Task objective: Taking the line containing "I'm trying to find the blue decal" as the first and the last line of the entries as the end, reproduce every line between them exactly, including both.
**** Supplied material ****
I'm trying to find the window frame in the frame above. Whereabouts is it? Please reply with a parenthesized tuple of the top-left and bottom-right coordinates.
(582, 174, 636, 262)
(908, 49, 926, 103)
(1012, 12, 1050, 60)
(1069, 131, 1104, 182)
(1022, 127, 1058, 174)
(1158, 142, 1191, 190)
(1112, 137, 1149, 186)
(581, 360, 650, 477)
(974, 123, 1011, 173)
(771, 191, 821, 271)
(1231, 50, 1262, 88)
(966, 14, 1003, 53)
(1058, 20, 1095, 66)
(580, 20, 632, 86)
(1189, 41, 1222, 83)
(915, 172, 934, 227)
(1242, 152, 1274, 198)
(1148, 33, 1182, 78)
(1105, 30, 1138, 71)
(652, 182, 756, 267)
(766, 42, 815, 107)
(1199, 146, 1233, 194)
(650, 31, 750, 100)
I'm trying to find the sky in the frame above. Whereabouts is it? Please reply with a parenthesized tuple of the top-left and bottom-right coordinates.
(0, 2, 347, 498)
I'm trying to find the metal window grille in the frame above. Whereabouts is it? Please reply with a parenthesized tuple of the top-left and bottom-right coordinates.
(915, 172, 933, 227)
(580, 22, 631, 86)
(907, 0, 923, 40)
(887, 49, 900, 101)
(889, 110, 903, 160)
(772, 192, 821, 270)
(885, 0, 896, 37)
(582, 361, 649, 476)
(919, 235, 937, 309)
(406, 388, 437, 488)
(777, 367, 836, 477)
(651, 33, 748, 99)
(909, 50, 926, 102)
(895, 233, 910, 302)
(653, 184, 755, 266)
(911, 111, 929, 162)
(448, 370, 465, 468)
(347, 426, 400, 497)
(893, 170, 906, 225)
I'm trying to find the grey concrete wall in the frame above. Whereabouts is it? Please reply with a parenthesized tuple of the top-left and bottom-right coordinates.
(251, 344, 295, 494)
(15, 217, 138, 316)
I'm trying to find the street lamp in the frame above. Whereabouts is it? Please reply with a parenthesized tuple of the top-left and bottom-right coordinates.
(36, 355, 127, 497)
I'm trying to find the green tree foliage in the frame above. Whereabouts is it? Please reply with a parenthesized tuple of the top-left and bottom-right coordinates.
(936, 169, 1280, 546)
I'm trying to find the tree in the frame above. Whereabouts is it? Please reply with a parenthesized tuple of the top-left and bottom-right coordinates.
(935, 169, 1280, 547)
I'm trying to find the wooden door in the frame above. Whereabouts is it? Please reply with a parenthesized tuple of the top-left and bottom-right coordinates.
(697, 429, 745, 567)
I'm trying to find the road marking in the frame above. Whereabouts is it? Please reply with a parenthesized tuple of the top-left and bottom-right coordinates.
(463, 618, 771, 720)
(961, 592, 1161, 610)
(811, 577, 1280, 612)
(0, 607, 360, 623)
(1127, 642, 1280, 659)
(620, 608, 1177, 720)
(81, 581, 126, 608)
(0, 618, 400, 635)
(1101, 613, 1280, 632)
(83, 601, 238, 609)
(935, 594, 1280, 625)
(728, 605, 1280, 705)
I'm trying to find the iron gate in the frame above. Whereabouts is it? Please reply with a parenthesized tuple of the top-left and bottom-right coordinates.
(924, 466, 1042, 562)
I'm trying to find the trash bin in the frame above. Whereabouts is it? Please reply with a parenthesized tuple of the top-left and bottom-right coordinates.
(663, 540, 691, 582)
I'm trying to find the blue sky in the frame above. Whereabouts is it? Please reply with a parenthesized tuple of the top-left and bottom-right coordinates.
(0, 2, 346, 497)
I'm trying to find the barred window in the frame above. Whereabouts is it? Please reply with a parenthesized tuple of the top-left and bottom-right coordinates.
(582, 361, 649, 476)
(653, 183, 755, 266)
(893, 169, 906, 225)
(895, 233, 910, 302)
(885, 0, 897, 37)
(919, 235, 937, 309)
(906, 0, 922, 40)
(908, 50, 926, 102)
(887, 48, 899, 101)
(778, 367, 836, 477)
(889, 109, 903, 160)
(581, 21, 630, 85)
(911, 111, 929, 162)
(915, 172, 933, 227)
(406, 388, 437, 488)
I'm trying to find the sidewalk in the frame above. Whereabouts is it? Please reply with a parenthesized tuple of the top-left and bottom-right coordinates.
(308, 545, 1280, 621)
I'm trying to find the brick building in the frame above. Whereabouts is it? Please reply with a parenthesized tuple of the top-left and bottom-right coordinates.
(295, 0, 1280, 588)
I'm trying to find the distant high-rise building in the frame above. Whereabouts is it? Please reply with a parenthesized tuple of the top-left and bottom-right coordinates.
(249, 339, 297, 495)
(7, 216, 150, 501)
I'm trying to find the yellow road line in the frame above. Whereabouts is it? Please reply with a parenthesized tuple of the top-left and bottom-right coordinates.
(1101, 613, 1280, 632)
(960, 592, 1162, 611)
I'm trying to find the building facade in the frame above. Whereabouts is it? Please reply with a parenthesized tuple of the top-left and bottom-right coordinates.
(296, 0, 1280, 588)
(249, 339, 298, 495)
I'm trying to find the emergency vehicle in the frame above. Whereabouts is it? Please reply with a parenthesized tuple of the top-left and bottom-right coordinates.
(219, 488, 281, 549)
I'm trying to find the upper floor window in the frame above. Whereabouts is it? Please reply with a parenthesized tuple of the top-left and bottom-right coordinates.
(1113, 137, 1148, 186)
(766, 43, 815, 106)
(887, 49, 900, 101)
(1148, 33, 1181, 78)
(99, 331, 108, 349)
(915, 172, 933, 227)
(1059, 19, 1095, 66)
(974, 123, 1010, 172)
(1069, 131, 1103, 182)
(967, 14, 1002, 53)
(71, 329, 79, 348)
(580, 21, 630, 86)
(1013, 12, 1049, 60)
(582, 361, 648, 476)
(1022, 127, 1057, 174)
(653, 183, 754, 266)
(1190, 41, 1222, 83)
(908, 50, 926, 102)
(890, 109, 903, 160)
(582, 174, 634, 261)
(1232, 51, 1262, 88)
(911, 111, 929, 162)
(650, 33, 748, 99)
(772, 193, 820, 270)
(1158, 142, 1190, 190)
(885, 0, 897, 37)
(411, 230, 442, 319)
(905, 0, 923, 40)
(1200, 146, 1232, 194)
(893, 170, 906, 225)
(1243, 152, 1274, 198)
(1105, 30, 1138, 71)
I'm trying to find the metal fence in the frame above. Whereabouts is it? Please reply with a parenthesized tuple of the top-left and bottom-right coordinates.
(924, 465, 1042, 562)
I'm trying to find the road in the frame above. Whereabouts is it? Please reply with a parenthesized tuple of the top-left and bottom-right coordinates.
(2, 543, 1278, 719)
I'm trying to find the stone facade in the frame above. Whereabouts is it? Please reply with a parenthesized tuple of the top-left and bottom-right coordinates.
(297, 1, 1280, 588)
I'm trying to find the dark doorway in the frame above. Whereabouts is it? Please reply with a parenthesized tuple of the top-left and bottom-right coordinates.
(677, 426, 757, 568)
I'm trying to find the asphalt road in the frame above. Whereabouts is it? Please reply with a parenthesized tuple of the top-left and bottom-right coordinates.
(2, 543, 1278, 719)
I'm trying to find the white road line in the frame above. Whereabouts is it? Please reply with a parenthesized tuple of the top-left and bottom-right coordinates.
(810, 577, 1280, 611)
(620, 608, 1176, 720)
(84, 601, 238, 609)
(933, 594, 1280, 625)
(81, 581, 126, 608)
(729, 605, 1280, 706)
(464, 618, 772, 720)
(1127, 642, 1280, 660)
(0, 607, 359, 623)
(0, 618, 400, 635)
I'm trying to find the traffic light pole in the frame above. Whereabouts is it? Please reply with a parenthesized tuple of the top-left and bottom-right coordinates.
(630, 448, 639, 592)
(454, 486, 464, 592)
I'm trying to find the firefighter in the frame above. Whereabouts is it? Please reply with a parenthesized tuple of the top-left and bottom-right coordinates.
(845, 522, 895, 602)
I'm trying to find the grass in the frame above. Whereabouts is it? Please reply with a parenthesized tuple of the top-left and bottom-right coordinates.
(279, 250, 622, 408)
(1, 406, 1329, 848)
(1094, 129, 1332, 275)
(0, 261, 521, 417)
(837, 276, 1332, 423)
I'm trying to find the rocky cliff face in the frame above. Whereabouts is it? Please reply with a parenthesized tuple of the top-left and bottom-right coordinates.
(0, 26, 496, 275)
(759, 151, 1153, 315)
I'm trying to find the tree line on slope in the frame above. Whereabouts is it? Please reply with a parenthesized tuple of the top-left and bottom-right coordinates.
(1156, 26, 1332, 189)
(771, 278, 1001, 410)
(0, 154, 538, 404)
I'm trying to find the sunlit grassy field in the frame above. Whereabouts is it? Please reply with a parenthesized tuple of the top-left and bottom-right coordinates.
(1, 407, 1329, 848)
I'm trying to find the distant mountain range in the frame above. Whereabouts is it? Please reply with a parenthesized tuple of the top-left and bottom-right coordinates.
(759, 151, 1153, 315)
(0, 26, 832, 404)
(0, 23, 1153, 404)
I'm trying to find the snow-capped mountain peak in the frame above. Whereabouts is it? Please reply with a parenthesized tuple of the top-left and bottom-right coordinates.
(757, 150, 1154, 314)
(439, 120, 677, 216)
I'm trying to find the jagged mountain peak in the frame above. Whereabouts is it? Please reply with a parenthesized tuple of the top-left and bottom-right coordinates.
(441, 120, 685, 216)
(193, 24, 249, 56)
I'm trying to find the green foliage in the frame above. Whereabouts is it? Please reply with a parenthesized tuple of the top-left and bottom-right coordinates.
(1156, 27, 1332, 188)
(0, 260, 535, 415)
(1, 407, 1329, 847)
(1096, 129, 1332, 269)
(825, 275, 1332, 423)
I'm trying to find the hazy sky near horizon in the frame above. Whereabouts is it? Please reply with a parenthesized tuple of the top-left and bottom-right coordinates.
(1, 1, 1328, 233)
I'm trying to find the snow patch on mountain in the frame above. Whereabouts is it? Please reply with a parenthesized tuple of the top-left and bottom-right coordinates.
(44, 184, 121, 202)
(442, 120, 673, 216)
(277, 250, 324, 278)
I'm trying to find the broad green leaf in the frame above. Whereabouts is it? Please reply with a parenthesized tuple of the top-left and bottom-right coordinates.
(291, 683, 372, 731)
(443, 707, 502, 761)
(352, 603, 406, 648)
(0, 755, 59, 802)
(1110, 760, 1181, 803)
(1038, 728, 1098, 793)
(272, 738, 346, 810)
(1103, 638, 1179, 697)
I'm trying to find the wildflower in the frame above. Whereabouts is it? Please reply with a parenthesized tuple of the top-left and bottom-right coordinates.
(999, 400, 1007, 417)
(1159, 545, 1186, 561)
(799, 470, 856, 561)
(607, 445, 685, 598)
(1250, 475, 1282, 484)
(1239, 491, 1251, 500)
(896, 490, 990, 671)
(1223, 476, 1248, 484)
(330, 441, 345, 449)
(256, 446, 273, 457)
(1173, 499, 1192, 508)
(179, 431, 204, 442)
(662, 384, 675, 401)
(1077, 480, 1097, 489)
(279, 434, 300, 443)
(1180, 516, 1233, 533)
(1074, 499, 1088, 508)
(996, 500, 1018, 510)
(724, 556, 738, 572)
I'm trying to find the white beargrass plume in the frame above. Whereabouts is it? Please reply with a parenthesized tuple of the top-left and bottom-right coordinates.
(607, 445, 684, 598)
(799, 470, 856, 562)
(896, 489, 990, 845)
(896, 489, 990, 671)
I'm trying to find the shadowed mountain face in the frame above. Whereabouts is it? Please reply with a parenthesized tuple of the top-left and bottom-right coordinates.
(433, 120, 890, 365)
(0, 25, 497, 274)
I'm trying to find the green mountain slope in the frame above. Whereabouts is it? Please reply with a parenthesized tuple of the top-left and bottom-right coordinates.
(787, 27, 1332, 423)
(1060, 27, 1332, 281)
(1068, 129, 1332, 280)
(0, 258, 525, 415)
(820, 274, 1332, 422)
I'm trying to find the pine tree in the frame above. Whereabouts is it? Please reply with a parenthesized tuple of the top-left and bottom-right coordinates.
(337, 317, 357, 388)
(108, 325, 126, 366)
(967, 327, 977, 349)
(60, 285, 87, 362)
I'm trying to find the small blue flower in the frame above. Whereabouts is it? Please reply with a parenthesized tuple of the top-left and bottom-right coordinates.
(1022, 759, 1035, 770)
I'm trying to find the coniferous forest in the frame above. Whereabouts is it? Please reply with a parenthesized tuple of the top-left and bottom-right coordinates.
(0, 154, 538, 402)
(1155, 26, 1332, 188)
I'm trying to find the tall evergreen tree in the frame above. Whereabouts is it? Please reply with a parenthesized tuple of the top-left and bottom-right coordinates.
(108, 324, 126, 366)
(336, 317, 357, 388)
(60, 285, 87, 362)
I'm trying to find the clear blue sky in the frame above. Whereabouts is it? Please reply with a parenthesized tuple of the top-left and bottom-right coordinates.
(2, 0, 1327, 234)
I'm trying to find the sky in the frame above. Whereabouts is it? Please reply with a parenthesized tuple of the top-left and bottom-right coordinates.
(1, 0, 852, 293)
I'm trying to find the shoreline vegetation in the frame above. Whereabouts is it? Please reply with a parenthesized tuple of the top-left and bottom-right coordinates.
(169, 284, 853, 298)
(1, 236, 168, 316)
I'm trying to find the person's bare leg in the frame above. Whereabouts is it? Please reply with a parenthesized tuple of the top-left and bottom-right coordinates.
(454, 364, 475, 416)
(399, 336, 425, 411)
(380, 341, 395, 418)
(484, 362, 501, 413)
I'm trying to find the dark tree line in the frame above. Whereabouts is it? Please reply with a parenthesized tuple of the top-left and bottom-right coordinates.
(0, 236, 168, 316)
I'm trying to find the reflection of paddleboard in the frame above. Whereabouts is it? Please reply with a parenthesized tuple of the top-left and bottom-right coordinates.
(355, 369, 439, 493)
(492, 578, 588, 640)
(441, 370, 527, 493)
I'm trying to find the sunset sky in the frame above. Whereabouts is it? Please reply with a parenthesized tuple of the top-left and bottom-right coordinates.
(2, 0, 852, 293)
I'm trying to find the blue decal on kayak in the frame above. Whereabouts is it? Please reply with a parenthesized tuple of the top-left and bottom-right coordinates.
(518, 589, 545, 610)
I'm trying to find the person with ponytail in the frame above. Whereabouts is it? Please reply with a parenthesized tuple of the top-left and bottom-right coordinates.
****
Expected answer:
I'm trying to find the blue decal on kayak in the frame above. Whereabouts is it? Please reply with a parenthesized tuple of the top-left and bottom-right coordinates.
(518, 589, 545, 610)
I'm trying to find the person with ponytail in the frame above. Whereabouts is it? Please reply with a parenthesized tuple of the top-left and bottom-right coordinates.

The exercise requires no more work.